**Information**
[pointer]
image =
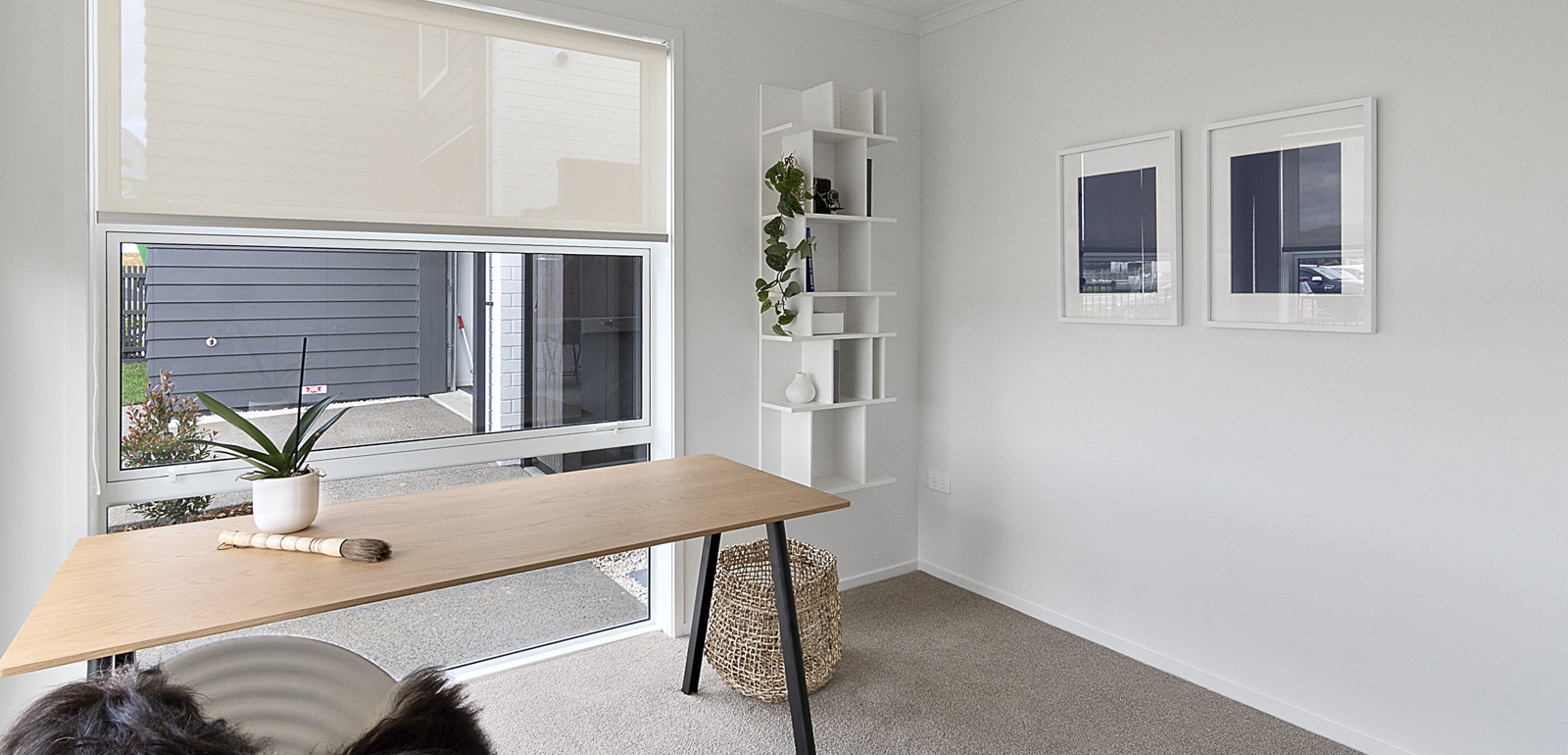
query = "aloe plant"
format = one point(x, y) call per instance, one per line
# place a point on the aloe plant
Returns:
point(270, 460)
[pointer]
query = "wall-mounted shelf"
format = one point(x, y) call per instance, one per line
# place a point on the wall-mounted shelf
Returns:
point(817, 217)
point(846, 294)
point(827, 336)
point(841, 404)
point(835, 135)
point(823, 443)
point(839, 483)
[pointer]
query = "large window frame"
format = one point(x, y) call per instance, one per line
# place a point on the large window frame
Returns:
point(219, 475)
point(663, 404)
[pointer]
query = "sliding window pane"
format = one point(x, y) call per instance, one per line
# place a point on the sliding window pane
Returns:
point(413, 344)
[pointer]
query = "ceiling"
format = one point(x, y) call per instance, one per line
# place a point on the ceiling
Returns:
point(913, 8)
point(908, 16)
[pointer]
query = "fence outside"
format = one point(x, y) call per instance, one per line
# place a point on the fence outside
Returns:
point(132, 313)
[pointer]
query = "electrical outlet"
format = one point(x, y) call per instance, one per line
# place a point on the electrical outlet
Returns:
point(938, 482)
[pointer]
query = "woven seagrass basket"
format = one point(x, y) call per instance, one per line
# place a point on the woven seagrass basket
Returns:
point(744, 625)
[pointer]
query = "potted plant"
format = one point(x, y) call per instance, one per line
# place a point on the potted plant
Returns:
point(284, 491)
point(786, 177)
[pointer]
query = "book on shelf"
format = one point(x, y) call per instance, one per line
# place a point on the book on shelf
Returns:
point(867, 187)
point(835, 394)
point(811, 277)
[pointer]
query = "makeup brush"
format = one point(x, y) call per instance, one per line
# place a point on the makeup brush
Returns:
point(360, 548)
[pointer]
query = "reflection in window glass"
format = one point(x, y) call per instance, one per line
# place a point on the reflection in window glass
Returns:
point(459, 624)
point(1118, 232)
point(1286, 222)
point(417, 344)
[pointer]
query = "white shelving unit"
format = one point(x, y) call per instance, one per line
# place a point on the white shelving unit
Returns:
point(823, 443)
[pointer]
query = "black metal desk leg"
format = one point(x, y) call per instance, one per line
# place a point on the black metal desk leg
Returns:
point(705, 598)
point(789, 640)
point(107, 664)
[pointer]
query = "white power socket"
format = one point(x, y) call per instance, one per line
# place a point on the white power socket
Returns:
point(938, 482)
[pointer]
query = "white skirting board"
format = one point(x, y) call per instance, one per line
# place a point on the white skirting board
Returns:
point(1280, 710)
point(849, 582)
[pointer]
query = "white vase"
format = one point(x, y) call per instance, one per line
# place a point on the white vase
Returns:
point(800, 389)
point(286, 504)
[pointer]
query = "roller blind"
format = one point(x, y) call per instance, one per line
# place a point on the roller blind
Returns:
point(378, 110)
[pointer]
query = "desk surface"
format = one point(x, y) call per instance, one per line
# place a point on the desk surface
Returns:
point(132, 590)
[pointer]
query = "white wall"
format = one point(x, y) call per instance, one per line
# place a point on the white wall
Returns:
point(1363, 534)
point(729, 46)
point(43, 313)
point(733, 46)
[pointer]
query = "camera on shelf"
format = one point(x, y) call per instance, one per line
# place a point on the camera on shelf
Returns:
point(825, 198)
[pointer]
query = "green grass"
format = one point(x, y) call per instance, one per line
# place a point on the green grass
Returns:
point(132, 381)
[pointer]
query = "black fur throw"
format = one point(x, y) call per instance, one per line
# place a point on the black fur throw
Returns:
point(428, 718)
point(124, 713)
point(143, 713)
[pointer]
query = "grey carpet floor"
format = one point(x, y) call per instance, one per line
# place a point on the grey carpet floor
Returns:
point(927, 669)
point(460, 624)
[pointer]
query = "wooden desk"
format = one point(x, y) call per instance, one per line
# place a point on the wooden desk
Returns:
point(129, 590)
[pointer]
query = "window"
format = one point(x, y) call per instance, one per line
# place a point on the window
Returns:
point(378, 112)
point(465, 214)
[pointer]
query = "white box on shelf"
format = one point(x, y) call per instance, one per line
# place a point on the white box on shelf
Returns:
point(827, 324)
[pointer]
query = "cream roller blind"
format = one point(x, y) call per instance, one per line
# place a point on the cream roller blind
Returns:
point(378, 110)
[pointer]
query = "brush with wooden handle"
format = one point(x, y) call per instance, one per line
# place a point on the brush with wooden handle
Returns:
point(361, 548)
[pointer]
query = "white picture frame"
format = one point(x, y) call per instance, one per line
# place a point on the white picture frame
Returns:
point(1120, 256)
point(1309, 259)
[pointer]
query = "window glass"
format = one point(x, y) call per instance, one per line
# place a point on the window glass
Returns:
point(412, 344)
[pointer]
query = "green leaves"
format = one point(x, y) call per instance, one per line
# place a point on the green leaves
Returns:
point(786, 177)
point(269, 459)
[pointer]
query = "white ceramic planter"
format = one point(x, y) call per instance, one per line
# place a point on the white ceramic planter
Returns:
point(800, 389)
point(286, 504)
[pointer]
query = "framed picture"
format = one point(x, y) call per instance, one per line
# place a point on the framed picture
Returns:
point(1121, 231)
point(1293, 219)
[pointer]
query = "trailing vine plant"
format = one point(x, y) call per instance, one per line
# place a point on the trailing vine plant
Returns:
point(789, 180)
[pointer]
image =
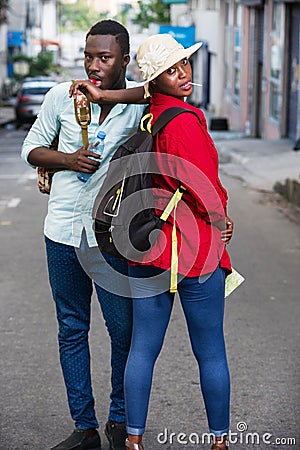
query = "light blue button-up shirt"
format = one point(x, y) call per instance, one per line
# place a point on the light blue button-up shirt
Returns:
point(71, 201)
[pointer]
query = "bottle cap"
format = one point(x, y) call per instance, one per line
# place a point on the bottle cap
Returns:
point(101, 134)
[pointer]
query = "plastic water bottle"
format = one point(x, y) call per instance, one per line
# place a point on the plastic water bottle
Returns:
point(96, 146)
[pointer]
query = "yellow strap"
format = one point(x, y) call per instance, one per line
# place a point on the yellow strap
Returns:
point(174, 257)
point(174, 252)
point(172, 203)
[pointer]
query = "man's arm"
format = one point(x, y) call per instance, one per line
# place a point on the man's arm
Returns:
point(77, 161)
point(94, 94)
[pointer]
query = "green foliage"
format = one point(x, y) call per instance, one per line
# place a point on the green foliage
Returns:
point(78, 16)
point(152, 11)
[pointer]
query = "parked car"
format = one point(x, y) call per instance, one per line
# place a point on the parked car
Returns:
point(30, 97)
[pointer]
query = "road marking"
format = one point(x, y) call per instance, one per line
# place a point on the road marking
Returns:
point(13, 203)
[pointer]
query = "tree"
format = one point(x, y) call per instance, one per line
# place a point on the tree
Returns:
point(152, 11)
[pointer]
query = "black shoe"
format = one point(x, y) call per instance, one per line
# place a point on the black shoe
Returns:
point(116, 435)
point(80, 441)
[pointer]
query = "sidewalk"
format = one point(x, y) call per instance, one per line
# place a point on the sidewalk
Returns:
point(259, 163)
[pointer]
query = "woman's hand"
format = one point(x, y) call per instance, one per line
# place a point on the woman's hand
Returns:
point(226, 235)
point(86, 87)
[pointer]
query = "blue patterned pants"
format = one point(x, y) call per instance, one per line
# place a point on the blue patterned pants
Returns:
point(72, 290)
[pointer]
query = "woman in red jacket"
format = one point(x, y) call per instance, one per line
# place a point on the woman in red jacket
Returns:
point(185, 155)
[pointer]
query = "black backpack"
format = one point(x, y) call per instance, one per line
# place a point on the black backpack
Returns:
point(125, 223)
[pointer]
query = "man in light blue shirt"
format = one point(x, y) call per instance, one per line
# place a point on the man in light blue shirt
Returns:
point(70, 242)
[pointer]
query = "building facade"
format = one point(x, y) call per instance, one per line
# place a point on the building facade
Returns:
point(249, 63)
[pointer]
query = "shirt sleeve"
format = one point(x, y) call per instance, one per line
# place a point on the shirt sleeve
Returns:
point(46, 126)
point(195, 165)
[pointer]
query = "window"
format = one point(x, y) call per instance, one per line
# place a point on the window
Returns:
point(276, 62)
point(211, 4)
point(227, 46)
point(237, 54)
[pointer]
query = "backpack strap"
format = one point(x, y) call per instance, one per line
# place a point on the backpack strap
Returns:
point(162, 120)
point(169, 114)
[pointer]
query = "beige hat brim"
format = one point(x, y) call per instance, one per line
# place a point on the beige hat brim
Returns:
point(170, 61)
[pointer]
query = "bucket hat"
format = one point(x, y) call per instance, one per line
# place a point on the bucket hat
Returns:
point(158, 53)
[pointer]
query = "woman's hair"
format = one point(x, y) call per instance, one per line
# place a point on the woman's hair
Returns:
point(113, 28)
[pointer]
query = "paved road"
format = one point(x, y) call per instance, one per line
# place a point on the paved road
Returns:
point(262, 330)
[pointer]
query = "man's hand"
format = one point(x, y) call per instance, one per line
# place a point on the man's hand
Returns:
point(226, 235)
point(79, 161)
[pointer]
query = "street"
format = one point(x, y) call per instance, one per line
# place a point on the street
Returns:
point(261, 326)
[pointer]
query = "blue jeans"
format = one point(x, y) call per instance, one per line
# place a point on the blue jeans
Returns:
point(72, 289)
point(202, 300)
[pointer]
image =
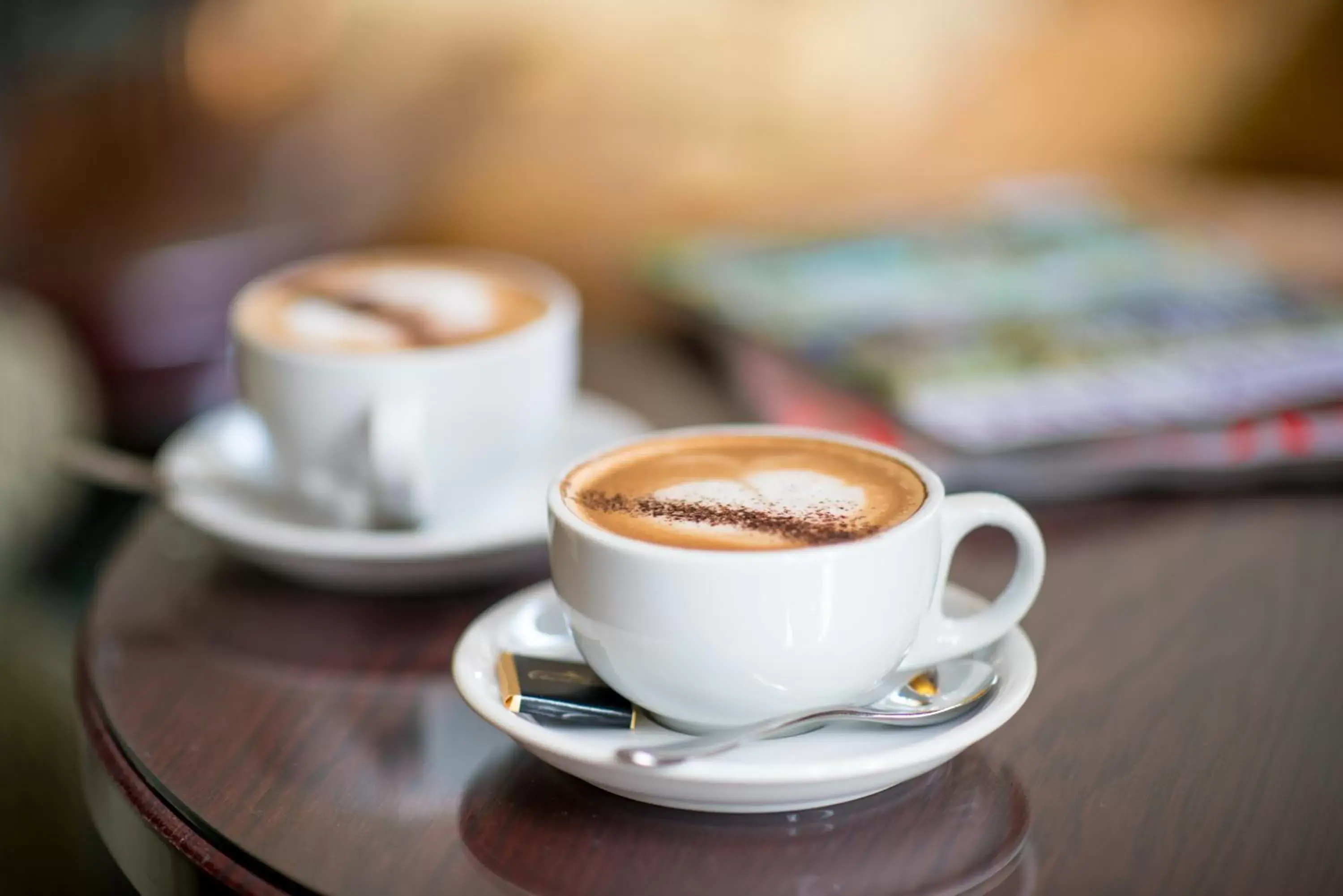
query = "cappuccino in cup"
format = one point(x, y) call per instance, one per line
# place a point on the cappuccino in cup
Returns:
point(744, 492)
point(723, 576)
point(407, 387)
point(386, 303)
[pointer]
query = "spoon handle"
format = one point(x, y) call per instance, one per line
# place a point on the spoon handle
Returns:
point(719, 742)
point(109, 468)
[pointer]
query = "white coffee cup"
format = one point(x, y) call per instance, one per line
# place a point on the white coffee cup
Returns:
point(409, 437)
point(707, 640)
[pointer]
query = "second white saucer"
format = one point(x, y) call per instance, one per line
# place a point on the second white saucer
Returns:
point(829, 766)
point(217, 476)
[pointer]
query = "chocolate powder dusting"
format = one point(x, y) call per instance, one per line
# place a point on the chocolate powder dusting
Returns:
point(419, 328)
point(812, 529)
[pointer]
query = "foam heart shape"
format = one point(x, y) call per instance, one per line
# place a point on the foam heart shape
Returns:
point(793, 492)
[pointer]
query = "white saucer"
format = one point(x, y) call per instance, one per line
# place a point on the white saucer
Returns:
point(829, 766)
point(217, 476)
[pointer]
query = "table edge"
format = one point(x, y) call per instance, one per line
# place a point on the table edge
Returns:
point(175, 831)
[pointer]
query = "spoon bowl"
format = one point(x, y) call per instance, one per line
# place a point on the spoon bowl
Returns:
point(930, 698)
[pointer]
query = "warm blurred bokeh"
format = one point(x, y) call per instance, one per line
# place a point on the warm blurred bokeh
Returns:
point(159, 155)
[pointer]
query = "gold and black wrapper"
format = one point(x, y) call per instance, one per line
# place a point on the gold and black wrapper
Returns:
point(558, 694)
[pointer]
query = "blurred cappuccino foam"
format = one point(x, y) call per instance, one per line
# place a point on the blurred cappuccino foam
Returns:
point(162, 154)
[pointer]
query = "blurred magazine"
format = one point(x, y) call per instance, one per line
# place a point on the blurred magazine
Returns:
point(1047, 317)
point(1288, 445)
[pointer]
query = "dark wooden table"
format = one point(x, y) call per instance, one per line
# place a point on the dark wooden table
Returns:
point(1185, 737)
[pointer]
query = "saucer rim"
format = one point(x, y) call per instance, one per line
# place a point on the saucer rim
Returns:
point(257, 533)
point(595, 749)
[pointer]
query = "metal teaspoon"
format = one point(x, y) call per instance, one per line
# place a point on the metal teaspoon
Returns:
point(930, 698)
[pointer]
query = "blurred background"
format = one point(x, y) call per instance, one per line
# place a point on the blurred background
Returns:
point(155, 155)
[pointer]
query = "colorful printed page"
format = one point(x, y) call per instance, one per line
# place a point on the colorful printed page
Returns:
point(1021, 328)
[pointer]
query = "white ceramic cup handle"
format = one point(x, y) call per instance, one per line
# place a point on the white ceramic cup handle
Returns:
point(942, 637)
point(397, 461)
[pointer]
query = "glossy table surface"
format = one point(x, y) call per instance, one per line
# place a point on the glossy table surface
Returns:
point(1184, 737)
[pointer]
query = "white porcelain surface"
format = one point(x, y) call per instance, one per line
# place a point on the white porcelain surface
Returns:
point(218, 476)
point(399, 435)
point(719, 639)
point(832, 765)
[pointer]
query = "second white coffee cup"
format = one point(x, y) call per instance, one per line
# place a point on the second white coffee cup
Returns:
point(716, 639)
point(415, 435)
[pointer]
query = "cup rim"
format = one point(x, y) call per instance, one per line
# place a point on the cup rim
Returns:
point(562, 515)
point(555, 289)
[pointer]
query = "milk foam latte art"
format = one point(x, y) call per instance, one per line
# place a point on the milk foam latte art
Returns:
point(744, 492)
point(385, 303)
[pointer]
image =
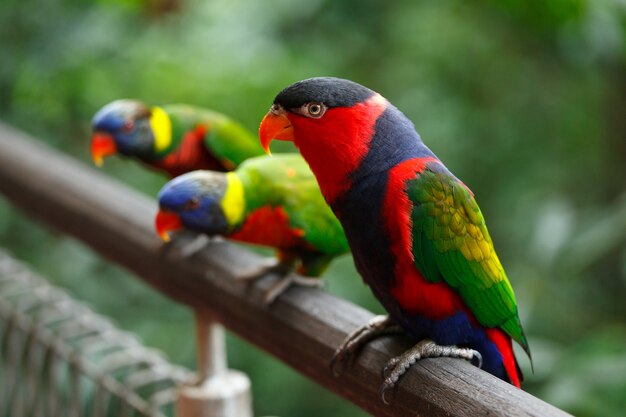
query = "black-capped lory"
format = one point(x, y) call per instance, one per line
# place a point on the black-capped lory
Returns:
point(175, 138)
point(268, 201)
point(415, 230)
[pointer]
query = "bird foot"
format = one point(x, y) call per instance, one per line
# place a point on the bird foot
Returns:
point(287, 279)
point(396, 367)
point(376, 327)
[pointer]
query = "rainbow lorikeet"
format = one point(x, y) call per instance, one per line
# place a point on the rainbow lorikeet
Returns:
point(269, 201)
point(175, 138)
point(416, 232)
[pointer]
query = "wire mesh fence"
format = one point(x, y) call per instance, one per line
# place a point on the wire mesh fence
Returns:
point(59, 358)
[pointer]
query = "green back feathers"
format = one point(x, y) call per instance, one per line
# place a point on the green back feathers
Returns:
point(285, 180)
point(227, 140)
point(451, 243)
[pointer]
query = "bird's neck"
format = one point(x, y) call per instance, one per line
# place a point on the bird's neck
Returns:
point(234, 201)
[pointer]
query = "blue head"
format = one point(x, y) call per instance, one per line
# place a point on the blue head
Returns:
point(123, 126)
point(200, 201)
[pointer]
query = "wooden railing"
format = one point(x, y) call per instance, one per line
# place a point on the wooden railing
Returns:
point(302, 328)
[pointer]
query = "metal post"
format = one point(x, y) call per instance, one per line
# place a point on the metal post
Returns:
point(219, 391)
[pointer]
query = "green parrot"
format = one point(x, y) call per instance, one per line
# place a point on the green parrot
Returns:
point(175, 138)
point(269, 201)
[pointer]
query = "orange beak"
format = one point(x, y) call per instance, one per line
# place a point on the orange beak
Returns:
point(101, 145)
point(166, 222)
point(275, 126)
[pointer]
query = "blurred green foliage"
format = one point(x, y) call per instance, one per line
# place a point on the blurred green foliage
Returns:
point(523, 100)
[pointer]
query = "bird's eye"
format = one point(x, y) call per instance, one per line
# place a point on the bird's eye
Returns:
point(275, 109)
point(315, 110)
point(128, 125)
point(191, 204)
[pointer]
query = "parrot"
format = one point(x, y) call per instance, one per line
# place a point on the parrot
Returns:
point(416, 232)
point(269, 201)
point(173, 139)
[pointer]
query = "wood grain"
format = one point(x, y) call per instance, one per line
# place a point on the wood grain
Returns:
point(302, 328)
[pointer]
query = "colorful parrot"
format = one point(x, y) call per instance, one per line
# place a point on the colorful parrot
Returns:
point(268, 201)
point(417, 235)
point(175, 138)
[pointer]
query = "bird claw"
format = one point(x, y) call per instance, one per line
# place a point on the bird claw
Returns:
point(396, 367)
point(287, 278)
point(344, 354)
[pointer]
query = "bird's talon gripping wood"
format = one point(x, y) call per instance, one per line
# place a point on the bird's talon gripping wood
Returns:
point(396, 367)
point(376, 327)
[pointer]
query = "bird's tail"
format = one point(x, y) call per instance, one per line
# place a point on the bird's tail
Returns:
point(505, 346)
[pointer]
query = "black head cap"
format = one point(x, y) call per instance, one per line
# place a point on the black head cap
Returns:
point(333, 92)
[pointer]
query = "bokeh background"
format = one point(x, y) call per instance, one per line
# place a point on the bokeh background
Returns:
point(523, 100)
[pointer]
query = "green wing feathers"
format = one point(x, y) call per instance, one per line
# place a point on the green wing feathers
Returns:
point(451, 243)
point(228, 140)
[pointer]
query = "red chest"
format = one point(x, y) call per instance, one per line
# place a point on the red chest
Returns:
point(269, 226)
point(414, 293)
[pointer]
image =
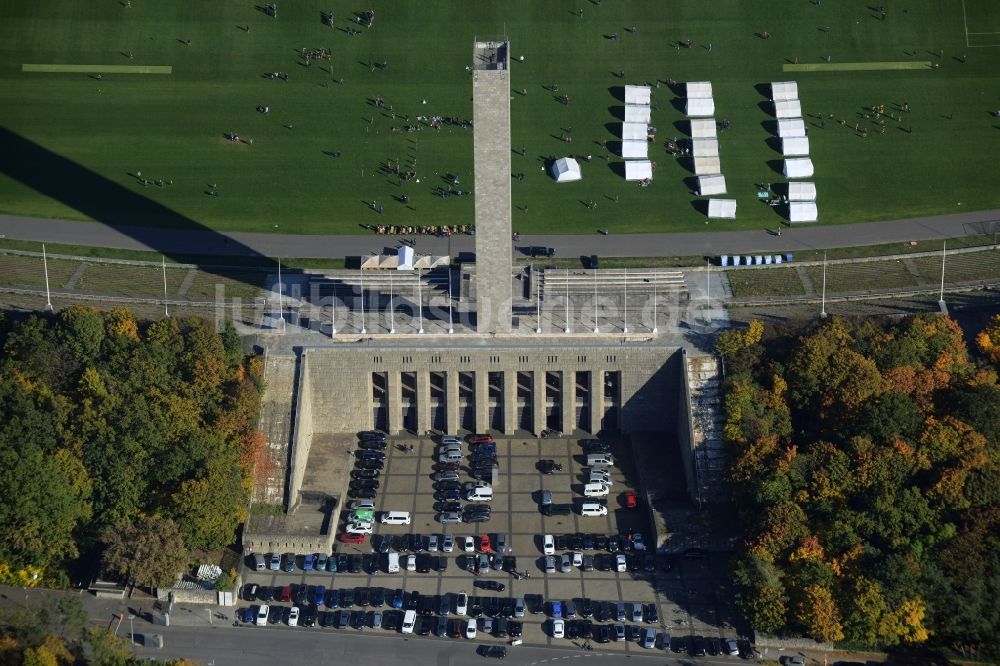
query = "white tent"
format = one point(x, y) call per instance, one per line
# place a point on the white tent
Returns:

**Action item**
Wherever the string "table" is found in the listing above, copy the line that contains it.

**Task answer**
query = "table edge"
# place a point on the table edge
query = "dark wooden table"
# place a point on the dark wooden table
query = "glossy table surface"
# place a point on the glossy table surface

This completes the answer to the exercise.